= Beginning of Section =

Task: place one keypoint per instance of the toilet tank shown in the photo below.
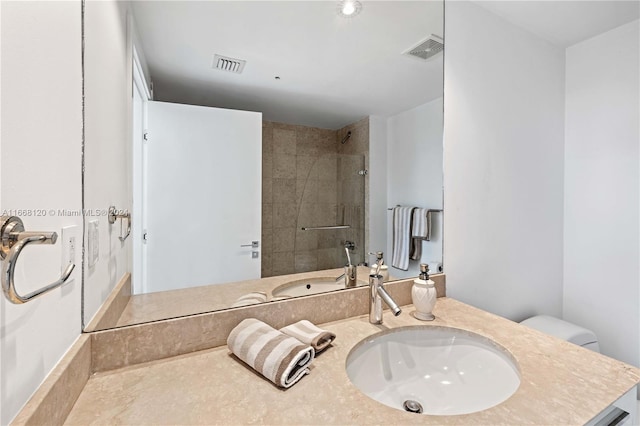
(564, 330)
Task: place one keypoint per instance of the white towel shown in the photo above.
(280, 358)
(252, 298)
(307, 332)
(401, 237)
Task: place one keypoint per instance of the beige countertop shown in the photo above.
(560, 383)
(160, 305)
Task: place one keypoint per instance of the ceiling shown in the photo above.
(565, 23)
(333, 70)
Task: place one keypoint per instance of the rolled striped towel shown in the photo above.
(309, 333)
(252, 298)
(280, 358)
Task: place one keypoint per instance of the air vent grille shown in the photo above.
(224, 63)
(427, 49)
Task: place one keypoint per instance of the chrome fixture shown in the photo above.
(377, 294)
(350, 271)
(322, 228)
(14, 240)
(114, 215)
(349, 8)
(346, 138)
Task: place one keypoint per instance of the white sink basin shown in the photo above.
(310, 286)
(447, 371)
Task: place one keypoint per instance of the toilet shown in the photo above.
(564, 330)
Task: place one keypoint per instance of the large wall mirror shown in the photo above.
(249, 150)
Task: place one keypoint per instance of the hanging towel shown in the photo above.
(280, 358)
(252, 298)
(401, 237)
(309, 333)
(420, 231)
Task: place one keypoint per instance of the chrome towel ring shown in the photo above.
(14, 240)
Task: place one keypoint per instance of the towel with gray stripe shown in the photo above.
(309, 333)
(282, 359)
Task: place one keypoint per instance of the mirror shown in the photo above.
(279, 138)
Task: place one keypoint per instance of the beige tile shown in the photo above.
(327, 167)
(306, 167)
(266, 265)
(306, 240)
(267, 138)
(284, 141)
(327, 192)
(328, 259)
(326, 214)
(283, 263)
(284, 240)
(285, 215)
(306, 261)
(267, 240)
(267, 190)
(284, 166)
(284, 191)
(307, 191)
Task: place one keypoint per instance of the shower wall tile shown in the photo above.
(306, 240)
(267, 217)
(283, 240)
(284, 216)
(283, 263)
(303, 177)
(284, 141)
(284, 191)
(267, 165)
(327, 192)
(284, 166)
(306, 261)
(267, 138)
(267, 190)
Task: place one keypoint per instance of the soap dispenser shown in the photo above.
(423, 294)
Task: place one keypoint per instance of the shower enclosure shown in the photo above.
(332, 202)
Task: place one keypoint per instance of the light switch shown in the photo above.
(93, 243)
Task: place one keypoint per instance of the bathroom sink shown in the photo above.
(433, 370)
(310, 286)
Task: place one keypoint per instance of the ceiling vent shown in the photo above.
(224, 63)
(427, 49)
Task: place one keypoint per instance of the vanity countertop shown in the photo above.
(561, 383)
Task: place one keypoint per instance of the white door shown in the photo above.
(203, 190)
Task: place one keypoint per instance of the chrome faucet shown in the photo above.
(350, 271)
(377, 294)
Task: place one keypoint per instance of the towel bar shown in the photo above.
(14, 240)
(314, 228)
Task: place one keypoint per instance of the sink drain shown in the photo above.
(412, 406)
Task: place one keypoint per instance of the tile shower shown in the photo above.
(310, 179)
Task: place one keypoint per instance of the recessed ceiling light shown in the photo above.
(349, 8)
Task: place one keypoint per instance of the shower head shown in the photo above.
(346, 138)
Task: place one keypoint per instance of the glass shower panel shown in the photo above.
(333, 193)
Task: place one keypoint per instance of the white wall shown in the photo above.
(414, 170)
(108, 149)
(377, 186)
(602, 190)
(504, 108)
(40, 165)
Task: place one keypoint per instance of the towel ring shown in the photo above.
(14, 240)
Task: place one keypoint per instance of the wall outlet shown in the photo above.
(69, 240)
(93, 243)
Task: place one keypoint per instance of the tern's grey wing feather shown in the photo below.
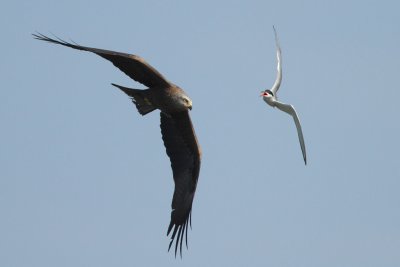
(133, 66)
(278, 80)
(289, 109)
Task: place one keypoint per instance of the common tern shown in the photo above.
(270, 96)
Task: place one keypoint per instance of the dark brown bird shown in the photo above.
(176, 128)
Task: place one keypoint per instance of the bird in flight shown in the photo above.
(270, 96)
(177, 130)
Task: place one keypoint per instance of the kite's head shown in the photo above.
(186, 101)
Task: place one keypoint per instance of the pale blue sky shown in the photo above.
(85, 181)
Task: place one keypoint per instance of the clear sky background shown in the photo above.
(85, 180)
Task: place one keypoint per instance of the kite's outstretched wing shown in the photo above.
(133, 66)
(184, 152)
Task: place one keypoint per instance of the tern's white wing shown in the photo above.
(289, 109)
(278, 80)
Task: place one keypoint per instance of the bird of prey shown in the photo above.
(177, 130)
(270, 96)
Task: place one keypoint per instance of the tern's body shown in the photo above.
(270, 97)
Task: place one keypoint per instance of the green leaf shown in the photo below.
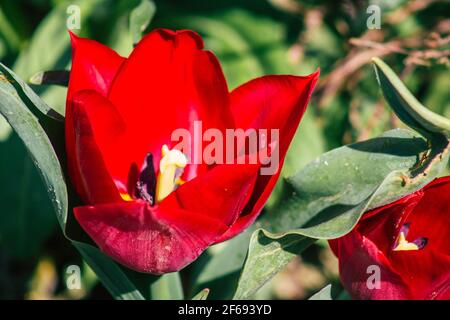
(140, 19)
(323, 294)
(27, 126)
(167, 287)
(267, 255)
(26, 214)
(327, 198)
(202, 295)
(405, 105)
(16, 102)
(340, 180)
(220, 267)
(112, 277)
(49, 48)
(54, 77)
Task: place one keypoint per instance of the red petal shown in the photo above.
(356, 254)
(271, 102)
(427, 271)
(167, 83)
(220, 193)
(93, 67)
(99, 133)
(431, 217)
(149, 239)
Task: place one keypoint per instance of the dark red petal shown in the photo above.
(356, 254)
(425, 271)
(271, 102)
(220, 193)
(382, 225)
(93, 67)
(167, 83)
(431, 217)
(149, 239)
(99, 133)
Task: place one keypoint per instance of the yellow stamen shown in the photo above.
(171, 160)
(404, 245)
(126, 197)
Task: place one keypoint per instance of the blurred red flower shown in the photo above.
(121, 112)
(407, 242)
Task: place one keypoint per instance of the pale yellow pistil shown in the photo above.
(404, 245)
(169, 166)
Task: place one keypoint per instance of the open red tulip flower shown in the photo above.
(406, 242)
(146, 204)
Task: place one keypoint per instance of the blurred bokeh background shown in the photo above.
(251, 38)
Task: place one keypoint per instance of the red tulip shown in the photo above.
(122, 111)
(407, 242)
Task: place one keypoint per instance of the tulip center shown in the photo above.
(404, 245)
(170, 169)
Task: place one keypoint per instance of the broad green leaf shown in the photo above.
(218, 269)
(167, 287)
(202, 295)
(327, 198)
(112, 277)
(26, 213)
(405, 105)
(266, 257)
(16, 101)
(140, 18)
(49, 48)
(27, 126)
(323, 294)
(54, 77)
(340, 180)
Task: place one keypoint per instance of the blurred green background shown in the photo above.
(251, 38)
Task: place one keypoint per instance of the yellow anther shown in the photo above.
(126, 197)
(171, 162)
(404, 245)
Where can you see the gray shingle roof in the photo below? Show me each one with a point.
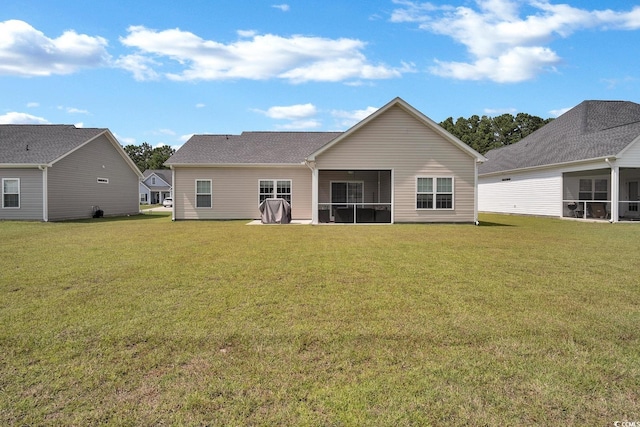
(251, 148)
(591, 130)
(41, 144)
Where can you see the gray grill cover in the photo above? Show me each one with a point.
(275, 211)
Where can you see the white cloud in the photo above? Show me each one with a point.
(125, 140)
(300, 116)
(559, 112)
(300, 125)
(72, 110)
(15, 118)
(185, 138)
(499, 111)
(290, 112)
(254, 56)
(347, 119)
(505, 46)
(140, 66)
(282, 7)
(25, 51)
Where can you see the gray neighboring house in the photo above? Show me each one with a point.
(585, 164)
(60, 172)
(155, 186)
(396, 165)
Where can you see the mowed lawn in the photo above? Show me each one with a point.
(144, 321)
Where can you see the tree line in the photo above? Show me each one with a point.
(147, 157)
(486, 133)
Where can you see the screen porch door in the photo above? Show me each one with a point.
(344, 193)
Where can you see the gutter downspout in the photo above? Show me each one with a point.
(45, 193)
(475, 195)
(173, 203)
(615, 190)
(314, 190)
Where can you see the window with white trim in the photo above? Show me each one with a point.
(11, 192)
(274, 188)
(203, 193)
(593, 189)
(434, 193)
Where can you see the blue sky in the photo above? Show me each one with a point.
(160, 71)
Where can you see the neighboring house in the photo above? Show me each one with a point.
(58, 172)
(584, 164)
(155, 186)
(396, 165)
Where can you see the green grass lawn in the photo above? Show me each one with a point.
(144, 321)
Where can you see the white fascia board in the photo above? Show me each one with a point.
(236, 165)
(549, 166)
(25, 165)
(624, 150)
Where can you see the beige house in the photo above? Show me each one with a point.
(397, 165)
(58, 172)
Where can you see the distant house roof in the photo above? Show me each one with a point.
(41, 144)
(591, 130)
(164, 174)
(251, 148)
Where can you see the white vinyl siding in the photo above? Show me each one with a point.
(235, 191)
(203, 193)
(399, 142)
(11, 193)
(525, 193)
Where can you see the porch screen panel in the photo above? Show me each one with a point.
(585, 189)
(284, 190)
(600, 189)
(354, 192)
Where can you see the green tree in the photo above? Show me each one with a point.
(147, 157)
(486, 133)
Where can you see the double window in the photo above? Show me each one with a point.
(10, 192)
(203, 193)
(274, 188)
(434, 193)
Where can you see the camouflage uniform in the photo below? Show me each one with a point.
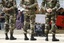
(50, 16)
(9, 17)
(29, 16)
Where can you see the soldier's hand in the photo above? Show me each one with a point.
(49, 10)
(24, 6)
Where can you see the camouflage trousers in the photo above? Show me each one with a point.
(9, 23)
(29, 21)
(50, 18)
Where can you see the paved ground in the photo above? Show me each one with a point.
(20, 38)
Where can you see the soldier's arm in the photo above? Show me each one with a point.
(57, 6)
(33, 5)
(22, 4)
(14, 5)
(43, 6)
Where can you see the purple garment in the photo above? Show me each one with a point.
(18, 24)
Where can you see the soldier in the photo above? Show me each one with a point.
(9, 7)
(29, 16)
(50, 6)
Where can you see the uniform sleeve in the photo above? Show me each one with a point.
(57, 6)
(21, 2)
(33, 5)
(14, 4)
(43, 6)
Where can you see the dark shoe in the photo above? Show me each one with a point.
(33, 39)
(12, 38)
(46, 39)
(55, 39)
(7, 38)
(26, 38)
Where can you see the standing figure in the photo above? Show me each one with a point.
(9, 7)
(50, 6)
(29, 16)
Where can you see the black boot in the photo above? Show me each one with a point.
(54, 39)
(26, 38)
(46, 37)
(32, 37)
(7, 38)
(11, 37)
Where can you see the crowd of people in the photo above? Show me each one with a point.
(10, 15)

= End of Section =

What is needed -> Each line from the one with "Where can you see the black" through the last line of the records must be written out word for word. Include nothing else.

Answer space ->
Where can you see the black boot in the photo above? Show me each one with a point.
(54, 39)
(26, 38)
(46, 37)
(32, 37)
(7, 38)
(11, 37)
Where can you see the crowd of people in the photo above? Show me each one with a point.
(10, 15)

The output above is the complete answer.